◆ The problem
Write the material out again exactly as it stands.

◆ Exercise inputs

------

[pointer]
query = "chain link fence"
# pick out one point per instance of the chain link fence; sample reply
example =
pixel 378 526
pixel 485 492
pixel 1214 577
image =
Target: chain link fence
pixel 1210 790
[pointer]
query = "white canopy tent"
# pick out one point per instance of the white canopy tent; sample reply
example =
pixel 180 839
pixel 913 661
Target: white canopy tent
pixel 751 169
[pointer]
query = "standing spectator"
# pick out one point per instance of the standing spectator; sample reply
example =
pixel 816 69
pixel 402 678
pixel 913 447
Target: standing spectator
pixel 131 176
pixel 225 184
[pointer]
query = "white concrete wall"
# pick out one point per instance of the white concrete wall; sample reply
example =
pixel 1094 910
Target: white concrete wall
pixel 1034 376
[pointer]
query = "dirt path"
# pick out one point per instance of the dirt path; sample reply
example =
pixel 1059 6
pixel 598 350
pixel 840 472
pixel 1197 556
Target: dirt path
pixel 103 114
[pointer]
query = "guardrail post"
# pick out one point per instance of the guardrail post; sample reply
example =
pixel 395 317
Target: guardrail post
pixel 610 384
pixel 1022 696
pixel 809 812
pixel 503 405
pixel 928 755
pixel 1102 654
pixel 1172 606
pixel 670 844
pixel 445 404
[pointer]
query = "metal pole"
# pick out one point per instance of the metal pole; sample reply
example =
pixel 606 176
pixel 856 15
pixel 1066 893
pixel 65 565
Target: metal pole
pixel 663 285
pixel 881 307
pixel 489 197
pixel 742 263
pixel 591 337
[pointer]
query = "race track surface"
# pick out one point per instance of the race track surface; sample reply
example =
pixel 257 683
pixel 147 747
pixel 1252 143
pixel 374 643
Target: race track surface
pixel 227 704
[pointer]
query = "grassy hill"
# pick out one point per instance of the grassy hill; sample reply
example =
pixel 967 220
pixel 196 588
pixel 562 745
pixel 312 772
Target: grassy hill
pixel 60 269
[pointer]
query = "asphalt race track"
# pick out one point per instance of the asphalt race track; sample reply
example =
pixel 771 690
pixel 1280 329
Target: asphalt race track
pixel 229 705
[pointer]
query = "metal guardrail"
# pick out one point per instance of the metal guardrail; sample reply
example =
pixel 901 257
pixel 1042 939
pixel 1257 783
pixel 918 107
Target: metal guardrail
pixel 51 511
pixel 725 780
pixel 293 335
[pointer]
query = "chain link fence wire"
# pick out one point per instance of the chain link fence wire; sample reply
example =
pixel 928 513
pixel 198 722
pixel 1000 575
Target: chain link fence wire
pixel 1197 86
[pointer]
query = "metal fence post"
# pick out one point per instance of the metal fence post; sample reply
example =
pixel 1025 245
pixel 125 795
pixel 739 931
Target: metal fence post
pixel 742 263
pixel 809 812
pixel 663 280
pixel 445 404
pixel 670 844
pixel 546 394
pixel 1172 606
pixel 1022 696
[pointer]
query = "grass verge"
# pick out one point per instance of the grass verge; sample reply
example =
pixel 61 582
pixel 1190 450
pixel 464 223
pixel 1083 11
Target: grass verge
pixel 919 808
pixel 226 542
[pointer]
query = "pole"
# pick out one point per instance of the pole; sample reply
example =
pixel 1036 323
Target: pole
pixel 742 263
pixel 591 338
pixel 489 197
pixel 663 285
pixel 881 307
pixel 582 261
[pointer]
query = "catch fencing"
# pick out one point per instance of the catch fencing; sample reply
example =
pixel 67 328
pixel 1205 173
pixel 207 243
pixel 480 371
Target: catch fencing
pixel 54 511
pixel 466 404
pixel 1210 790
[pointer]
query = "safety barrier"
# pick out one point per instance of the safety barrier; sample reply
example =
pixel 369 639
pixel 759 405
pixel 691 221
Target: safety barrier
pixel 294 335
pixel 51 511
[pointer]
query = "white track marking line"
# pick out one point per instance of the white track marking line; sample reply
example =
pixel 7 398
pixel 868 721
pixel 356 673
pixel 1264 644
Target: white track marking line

------

◆ Written reply
[pointer]
query = "chain link fence"
# pick out one point per instance of the chain link fence; sample reply
example =
pixel 378 526
pixel 485 492
pixel 1214 577
image =
Target: chain link fence
pixel 1210 790
[pointer]
query = "white canopy tent"
# pick out one point per instance of the white canopy tent; sample reply
example =
pixel 180 839
pixel 913 661
Target: white canopy tent
pixel 751 169
[pointer]
query = "standing spectator"
# pick out one point per instance of the standing spectator; sample reply
example =
pixel 816 69
pixel 402 678
pixel 913 447
Target: standing spectator
pixel 131 176
pixel 225 184
[pointer]
query = "white concrete wall"
# pick out one point per instance of the white concrete wall; sample reply
example =
pixel 1094 910
Target: white concrete wall
pixel 1034 376
[pointer]
query = "dirt path"
# pick out one point per instance of the dirt path; sample reply
example =
pixel 1059 6
pixel 598 350
pixel 840 472
pixel 1197 556
Target: dirt path
pixel 103 114
[pointer]
query = "guardrail post"
# pick out one point per instance of the guardrail post; sample reply
example =
pixel 395 317
Target: guardrail post
pixel 610 384
pixel 1022 696
pixel 809 812
pixel 503 405
pixel 928 755
pixel 1102 654
pixel 1172 606
pixel 670 844
pixel 445 404
[pointer]
query = "metal pole"
# pick out one point per instance of the metal pole; sample reply
example =
pixel 606 176
pixel 856 15
pixel 1066 893
pixel 65 565
Target: metal pole
pixel 663 285
pixel 881 307
pixel 489 197
pixel 742 263
pixel 591 337
[pointer]
query = "race track surface"
# pick out one point per instance of the race track surface; sample reply
example =
pixel 257 683
pixel 147 747
pixel 1252 143
pixel 374 643
Target: race track surface
pixel 227 704
[pointer]
query = "grassy hill"
# pick out one point per instance of the grassy hill; sample reply
example =
pixel 967 220
pixel 196 588
pixel 562 745
pixel 312 772
Target: grassy hill
pixel 60 269
[pointer]
query = "asphalt race track"
# pick out one point per instance of the asphalt race track; sample reply
example =
pixel 771 690
pixel 1280 329
Target: asphalt race track
pixel 229 705
[pointer]
query = "metal guardrail"
# pick out one point per instance of the metal guardrail; sample reply
example =
pixel 901 257
pixel 1042 939
pixel 1257 783
pixel 918 107
Target: metal guardrail
pixel 51 511
pixel 725 780
pixel 293 335
[pointer]
query = "chain link fence wire"
# pick out one point per instance of the chain link fence wire; sample reply
example =
pixel 928 513
pixel 198 722
pixel 1000 575
Target: chain link fence wire
pixel 1197 86
[pointer]
query = "metal fence post"
# pick out one point per instance of the metal fence post; sample reply
example =
pixel 1025 245
pixel 125 795
pixel 739 931
Target: metal fence post
pixel 742 263
pixel 809 812
pixel 663 280
pixel 445 404
pixel 670 844
pixel 546 394
pixel 1172 606
pixel 1022 696
[pointer]
query = "grass verge"
# pick out one point per instance of the grass verge; sample reply
example =
pixel 61 582
pixel 1190 450
pixel 464 223
pixel 1083 11
Target: grass verge
pixel 919 808
pixel 226 542
[pointer]
query = "pole"
# pick out one point per instance of the pole; sample reply
example =
pixel 1036 323
Target: pole
pixel 742 263
pixel 591 338
pixel 489 197
pixel 663 285
pixel 881 307
pixel 582 261
[pointer]
query = "catch fencing"
# pick out one point per instance of the catch fencing; sample reply
example =
pixel 67 328
pixel 1205 173
pixel 207 243
pixel 480 371
Target: catch fencing
pixel 54 511
pixel 466 404
pixel 1210 790
[pointer]
query = "safety barrier"
# pick out one point per instance of the safety barrier; sample reply
example =
pixel 369 639
pixel 759 405
pixel 691 221
Target: safety barrier
pixel 294 335
pixel 51 511
[pointer]
query = "white track marking line"
# pick out one point per instance of the white track marking line; sample reply
example =
pixel 7 398
pixel 868 721
pixel 356 673
pixel 1264 644
Target: white track marking line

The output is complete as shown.